> [Passage to read]
St Hugh’s MCR celebrate students’ cutting-edge research
As her tenure as MCR Academic Representative comes to an end, Caroline Taylor (third year DPhil, English) reflects on the past year’s MCR activities and their contribution to St Hugh’s academic community:
When Shakespeare described study as a “barren practice” (Love’s Labour’s Lost), he unwittingly hit upon a perennial problem for graduate students: academic loneliness. The independence of graduate study has many advantages. Its main disadvantage is that it is often solitary. This is where the St Hugh’s MCR comes in!
In a bid to combat the sense of isolation many graduate students face, the MCR organises a programme of events which aim to foster intellectual curiosity across disciplines, and a strong sense of academic community within college. Events range from opportunities for graduates to present on their research to non-expert audiences, to workshops on how to navigate the thornier aspects of graduate study.
Our first event of term was our regular “Spotlight on Graduate Research” evening on 26 October. The informal, conference style affair provides the opportunity for two members of the MCR to present on an element of their research for around 15-20 minutes, followed by a Q&A. The papers can be very specific, e.g. The reproduction rate of algae in a half-square-mile of the Amazon rainforest; or incredibly broad, e.g. An introduction to the Elizabethans. The aim of the event is for graduate students from across all disciplines to learn more about each other’s research, and to gain experience in conference etiquette (both as speakers and audience members) in a friendly, home court environment.
On this occasion, we had two fascinating papers from opposite poles of the Humanities-STEM spectrum. Bethan Wallace (second year DPhil, Biology) gave a paper summarising her research on the history of wildlife of Yellowstone. Her project – mapping the animal population prior to the first scientific records – seeks to rediscover the state of the park’s ecosystem before the extinction of wolves (its top predator) in the early 1900s, and their reintroduction in 1996. The inclusion of ethically sourced animal skins made for an unusually tactile presentation!
In a paper especially befitting St Hugh’s, Jacqueline Smith (first year DPhil, English) spoke on the duality of good and evil in Tchaikovsky and Petipa’s enduring classic, Swan Lake. In comparing the most famous full-length ballet to other nineteenth-century plays focused on doubles (notably Dr Jekyll and Mr Hyde), Jacqueline explored how both speak to a Victorian fascination with psychology. Jacqueline deserves a special mention for delivering such an insightful paper less than a month into her research project!
Both papers were thoughtful, considered and riveting. The Q&A allowed fellow attendees to inquire about more specific elements of Bethan and Jacqueline’s research, and gave the speakers plenty to think about.
By popular demand, our final event of the term was a DPhil Application Roundtable. Many masters students have mentioned feeling overwhelmed by the complicated and mysterious application process for further graduate study. The Roundtable aimed to dispel some myths, clear up some confusion, and generally reassure potential applicants.

> [Assignment]
According to the piece on the St Hugh's MCR, why does the MCR run its program of events? Answer in one to three sentences.

Records in a dataset

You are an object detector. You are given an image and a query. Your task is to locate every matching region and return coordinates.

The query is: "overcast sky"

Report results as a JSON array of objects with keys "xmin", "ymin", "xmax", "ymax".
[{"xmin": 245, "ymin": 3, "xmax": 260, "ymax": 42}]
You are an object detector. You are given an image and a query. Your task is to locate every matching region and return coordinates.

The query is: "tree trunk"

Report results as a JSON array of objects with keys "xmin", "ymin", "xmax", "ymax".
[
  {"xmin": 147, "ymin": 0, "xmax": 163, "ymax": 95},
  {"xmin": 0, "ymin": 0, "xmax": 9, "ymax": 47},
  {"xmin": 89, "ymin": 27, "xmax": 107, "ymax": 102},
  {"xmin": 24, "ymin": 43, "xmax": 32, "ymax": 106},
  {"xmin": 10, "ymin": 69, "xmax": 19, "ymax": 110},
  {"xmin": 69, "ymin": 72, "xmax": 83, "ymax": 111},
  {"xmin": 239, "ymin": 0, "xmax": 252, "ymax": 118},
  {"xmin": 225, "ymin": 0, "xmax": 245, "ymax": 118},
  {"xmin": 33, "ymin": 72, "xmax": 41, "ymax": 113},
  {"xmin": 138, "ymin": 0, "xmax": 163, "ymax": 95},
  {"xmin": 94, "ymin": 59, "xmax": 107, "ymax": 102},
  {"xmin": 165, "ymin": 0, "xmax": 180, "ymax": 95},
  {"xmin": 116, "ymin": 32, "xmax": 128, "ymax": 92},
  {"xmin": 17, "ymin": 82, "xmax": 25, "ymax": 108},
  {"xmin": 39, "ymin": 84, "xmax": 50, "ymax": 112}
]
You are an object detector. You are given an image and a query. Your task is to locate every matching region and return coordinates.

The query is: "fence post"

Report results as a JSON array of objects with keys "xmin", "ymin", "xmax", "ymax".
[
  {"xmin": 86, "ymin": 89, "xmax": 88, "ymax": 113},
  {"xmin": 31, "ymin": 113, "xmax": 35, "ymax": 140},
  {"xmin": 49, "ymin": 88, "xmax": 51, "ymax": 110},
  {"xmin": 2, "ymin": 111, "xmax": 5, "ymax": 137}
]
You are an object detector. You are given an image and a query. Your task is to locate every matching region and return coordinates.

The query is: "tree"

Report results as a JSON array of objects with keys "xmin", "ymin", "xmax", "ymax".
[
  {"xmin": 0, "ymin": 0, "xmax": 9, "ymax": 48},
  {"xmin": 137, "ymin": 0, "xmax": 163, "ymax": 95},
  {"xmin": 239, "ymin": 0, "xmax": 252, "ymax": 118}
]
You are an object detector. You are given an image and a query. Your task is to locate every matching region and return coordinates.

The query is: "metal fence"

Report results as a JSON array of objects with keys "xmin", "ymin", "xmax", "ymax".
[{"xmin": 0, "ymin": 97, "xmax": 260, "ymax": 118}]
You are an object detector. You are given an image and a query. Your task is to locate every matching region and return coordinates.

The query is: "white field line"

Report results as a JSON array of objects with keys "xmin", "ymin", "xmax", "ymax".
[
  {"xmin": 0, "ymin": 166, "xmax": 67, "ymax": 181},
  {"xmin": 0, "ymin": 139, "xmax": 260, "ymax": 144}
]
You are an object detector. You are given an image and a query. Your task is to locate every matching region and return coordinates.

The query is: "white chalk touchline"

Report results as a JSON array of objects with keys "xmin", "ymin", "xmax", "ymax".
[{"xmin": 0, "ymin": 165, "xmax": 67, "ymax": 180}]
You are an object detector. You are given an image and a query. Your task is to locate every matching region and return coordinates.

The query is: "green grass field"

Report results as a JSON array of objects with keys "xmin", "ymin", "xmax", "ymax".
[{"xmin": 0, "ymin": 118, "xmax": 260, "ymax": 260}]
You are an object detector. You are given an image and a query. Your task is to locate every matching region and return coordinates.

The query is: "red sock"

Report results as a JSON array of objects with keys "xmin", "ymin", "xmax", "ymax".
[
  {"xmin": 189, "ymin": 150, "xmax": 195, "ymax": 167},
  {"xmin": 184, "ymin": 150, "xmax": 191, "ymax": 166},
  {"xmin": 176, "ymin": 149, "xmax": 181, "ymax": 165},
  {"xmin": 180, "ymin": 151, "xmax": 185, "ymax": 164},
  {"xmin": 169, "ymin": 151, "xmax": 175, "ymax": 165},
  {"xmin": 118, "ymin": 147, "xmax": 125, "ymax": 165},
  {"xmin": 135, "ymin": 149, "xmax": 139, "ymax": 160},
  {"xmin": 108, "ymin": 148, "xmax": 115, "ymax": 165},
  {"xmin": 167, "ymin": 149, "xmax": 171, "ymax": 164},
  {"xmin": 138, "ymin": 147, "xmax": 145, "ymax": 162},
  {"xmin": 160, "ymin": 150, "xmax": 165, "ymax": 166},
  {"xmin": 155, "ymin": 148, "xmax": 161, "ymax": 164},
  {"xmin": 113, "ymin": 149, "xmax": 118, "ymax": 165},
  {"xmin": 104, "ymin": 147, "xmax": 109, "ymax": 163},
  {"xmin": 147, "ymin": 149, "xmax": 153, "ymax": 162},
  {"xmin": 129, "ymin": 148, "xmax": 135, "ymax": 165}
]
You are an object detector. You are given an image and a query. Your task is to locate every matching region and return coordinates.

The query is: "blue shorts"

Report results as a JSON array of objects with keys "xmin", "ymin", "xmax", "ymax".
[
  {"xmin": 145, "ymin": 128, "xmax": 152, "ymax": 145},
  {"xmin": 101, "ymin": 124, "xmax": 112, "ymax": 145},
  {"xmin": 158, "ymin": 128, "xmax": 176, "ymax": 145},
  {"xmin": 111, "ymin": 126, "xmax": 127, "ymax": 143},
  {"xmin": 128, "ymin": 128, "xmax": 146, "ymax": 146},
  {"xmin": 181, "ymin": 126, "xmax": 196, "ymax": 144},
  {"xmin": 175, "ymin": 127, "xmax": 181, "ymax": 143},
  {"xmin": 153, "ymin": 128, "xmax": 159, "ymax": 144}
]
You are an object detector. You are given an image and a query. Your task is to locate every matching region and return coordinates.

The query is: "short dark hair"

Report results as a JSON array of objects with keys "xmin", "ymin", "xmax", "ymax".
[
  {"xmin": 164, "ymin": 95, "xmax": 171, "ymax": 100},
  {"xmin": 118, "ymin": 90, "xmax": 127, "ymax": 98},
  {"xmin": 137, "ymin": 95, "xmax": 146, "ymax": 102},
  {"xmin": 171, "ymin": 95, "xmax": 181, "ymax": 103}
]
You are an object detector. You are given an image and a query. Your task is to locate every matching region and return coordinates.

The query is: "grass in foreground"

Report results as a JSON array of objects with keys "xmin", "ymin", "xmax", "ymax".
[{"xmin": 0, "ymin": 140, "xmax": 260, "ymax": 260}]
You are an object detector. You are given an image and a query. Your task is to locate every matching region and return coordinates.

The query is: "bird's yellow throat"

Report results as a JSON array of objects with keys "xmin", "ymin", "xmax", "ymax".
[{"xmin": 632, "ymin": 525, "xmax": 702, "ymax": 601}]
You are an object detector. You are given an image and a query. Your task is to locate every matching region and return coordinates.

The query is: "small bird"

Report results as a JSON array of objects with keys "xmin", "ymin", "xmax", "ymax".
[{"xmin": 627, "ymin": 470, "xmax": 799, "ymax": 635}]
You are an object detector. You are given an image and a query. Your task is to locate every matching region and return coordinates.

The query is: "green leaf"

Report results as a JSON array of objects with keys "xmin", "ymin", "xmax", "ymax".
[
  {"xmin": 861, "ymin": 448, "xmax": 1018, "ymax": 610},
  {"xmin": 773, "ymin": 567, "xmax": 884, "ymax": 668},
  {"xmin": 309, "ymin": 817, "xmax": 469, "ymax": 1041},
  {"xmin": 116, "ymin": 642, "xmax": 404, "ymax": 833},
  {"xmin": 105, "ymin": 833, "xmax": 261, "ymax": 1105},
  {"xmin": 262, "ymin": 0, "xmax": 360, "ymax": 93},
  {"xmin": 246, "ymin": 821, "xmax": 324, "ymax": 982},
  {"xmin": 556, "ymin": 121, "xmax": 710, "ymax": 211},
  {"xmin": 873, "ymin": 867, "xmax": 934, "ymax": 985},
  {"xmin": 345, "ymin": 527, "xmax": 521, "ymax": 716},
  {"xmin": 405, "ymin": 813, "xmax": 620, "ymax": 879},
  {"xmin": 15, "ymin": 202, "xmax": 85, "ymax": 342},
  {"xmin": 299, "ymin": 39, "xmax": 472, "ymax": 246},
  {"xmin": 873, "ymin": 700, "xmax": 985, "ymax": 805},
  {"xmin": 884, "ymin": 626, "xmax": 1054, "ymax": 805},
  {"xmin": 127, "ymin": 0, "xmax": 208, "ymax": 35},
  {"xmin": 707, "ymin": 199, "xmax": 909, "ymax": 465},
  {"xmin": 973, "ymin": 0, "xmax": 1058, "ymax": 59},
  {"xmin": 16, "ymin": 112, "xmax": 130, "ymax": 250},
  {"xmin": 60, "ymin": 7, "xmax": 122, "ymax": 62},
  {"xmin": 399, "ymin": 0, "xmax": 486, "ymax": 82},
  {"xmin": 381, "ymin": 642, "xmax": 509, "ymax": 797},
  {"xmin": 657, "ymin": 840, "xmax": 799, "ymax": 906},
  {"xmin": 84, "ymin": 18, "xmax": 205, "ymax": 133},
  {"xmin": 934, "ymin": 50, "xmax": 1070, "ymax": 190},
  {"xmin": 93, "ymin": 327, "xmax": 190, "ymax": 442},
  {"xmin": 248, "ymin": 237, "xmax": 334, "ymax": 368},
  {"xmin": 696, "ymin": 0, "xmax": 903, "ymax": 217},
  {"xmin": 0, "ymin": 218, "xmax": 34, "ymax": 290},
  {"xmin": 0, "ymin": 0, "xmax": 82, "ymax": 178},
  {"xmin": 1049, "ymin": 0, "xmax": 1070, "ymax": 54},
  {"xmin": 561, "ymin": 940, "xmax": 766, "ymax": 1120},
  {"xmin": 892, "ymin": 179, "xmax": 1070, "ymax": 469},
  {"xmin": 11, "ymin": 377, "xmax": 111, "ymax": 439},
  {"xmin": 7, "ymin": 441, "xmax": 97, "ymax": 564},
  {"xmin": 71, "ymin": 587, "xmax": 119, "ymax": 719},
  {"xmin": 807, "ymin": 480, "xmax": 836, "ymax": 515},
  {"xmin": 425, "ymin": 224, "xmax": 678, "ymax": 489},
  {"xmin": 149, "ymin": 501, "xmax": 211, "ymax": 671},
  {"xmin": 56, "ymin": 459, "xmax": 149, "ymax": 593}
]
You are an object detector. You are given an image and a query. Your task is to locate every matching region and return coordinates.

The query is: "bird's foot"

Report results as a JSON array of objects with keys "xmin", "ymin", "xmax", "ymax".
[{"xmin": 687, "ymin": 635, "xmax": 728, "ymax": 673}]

> [Exercise answer]
The MCR runs its events to fight the sense of isolation many graduate students feel, because graduate study is independent and often solitary. The events aim to build intellectual curiosity across disciplines and a strong sense of academic community within the college.